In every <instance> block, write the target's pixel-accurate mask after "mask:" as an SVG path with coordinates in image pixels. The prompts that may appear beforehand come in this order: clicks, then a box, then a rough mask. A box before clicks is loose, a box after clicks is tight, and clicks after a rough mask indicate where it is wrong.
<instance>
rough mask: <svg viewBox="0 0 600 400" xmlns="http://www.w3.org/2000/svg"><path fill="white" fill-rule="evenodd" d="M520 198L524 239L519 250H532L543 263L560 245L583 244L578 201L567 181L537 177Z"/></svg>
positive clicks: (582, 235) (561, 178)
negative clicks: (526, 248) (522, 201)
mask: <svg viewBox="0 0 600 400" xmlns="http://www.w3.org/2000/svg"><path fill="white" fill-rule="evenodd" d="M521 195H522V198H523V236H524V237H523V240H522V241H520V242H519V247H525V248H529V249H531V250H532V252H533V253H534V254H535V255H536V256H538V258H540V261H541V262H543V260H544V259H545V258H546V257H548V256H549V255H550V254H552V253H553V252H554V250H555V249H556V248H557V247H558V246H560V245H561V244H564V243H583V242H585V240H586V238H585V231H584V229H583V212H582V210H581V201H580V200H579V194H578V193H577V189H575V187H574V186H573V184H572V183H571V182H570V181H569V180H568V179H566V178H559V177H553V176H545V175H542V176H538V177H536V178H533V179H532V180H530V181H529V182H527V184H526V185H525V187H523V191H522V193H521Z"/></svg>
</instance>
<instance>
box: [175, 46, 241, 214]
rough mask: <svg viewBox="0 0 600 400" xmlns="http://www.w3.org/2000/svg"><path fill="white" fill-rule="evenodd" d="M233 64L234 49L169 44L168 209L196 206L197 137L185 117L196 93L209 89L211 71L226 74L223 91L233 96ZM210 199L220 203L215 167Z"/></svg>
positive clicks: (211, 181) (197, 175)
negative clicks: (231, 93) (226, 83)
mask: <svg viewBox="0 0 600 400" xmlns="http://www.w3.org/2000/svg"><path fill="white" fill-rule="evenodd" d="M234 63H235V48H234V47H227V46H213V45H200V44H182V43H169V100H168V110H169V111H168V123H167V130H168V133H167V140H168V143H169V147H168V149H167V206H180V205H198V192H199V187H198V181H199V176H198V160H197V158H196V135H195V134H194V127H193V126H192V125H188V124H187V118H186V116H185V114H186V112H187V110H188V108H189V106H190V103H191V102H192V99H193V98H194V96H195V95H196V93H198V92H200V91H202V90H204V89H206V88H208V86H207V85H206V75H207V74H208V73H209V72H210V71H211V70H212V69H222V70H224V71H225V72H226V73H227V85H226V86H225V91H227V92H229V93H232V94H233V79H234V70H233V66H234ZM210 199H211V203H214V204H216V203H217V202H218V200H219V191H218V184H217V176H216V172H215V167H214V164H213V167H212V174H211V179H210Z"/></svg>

# # # #

## Problem requirements
Copy each line of the data that includes the word "instance".

## Exercise answer
In every <instance> block, write the target's pixel-accurate mask after "mask:" as an SVG path with coordinates in image pixels. The prompts that may appear beforehand come in this order: clicks, then a box, then a rough mask. A box before clicks is loose, a box after clicks is tight, and clicks after a rough mask indicate where it is wrong.
<instance>
</instance>
<instance>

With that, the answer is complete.